#### What needs to be done:
Through to the final line, write out the records below exactly, omitting any images they contain.

<<<<

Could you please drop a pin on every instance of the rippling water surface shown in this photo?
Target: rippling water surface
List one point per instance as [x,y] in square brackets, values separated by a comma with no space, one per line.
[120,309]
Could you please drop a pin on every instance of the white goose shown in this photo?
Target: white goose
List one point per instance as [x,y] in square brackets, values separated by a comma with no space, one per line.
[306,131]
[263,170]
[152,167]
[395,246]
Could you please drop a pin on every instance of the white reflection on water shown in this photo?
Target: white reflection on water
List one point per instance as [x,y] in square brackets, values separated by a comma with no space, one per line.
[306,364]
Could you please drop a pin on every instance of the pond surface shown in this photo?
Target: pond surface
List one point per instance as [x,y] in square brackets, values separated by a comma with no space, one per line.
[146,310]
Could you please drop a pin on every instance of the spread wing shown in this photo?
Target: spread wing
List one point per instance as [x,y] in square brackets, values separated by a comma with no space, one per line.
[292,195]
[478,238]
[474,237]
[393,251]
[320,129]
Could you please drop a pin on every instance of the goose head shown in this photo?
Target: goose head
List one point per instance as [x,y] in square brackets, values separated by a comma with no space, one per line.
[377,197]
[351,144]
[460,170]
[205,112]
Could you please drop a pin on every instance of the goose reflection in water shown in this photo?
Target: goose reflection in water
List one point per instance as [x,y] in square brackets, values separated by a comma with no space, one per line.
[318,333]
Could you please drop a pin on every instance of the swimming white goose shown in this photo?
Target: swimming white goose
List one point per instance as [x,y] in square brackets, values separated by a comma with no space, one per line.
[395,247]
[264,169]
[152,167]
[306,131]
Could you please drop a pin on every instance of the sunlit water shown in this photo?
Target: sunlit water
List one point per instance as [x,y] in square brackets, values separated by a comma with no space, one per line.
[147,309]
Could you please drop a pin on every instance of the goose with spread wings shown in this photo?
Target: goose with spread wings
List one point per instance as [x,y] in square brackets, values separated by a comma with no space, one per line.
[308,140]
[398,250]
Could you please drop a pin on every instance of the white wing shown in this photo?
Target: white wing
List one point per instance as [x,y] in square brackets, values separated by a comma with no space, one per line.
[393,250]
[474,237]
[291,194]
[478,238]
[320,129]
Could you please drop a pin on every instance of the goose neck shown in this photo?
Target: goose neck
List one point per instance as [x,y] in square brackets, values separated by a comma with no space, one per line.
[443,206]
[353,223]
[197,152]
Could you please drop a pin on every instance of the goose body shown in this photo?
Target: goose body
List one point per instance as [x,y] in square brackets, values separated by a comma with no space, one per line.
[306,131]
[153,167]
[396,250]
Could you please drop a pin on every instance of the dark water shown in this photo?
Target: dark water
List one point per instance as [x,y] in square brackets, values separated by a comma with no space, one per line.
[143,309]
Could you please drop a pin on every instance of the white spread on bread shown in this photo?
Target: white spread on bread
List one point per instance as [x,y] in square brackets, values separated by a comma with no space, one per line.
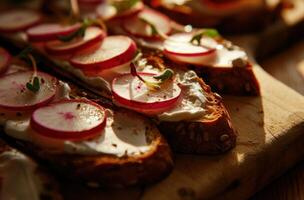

>>>>

#### Result:
Could you please drop a pin on every instance of the rippling water surface shown in this photo?
Target: rippling water surface
List one point per instance as [x,y] in square brackets, values separated by a comma with no space, one per line.
[120,309]
Could you please drop a pin on every instance of the white goose shown in this photo?
Target: white goose
List one point per instance as [x,y] in square brackets, values separated by a comma with no space, one per line.
[306,131]
[263,170]
[152,167]
[395,246]
Could you please drop a pin on every instance of the white reflection on water shown in this photo?
Target: white reflection on water
List one point per instance as [x,y] in square brackets, values separated by a comma with no space, one per line.
[306,364]
Could you please drop a pin on every instance of the pond surface shown in this photo?
Target: pond surface
List one point per instance as [x,y] in square brackets, values separated by a comma with no space, one per line.
[146,310]
Could you please drop a pin on every instance of the spread wing shown in this photo?
Target: spread wing
List one point per instance as [x,y] in square brackets, values separated by a comma with no space, one per line.
[292,195]
[478,238]
[474,237]
[393,251]
[320,129]
Could you please drop a pin on every instance of the goose head shown in this photo?
Target: goose head
List one point per instance as [x,y] in square brackets, values separated by a comma with no space, one per line.
[377,197]
[351,144]
[460,170]
[205,112]
Could you please drop a pin on every instance of the goose reflection in water shown in this photo?
Target: goose reflection in water
List one point per instance as [x,y] in square brackets, values separated by a comma with no space, one per line.
[318,333]
Could you please drop a pin on every instance of the swimming white goose shown in this photo?
Target: swimming white goose
List one point per instance as [x,y] in square brackets, values separated by a comma with no space, one per line.
[395,247]
[264,169]
[152,167]
[306,131]
Could you please drop a pin on every instance of the sunlit water shown in this photo?
Target: sunlit water
List one point per instance as [x,y] in square brackets, values separated by a comma with no space, one per line.
[147,309]
Could you please drop a pin on every instance of the goose with spread wings shown in this photo?
Target: goose with spread wings
List one point per instance as [x,y] in square brackets, values separated by a comma with no space, one per line.
[308,140]
[398,250]
Could you please drop a pin on every instance of the white wing shown in this photo?
Target: white wing
List one point per instance as [x,y] in square brackets, values separated by a comma with no space, one per line.
[393,250]
[474,237]
[291,194]
[478,238]
[320,129]
Could you please drop a pin on every instance of the goose neck shown in this photo?
Target: goose neck
List one point per instance as [x,y] in square brackets, values separated by a comma with no space, one per line.
[443,206]
[353,223]
[197,152]
Could you please drop a pin on every instance of the goose body shown in this photo?
Target: goose body
List one point per instance as [x,y] in square brackets, values separated by a comma with no space, one per line.
[306,131]
[153,167]
[396,250]
Could you please drop a pin on every instance of the dark water shown in this photo?
Target: dark water
List one point per instance as [x,y] in square brackets, values separated by a comma with no space, one per line.
[143,309]
Could you please drop a pin on every instance of the white spread on bread shown in this photo?
Target: white spread on bread
List one point per instance as [x,y] in square brackets, values separated by a comma with no space, one per line.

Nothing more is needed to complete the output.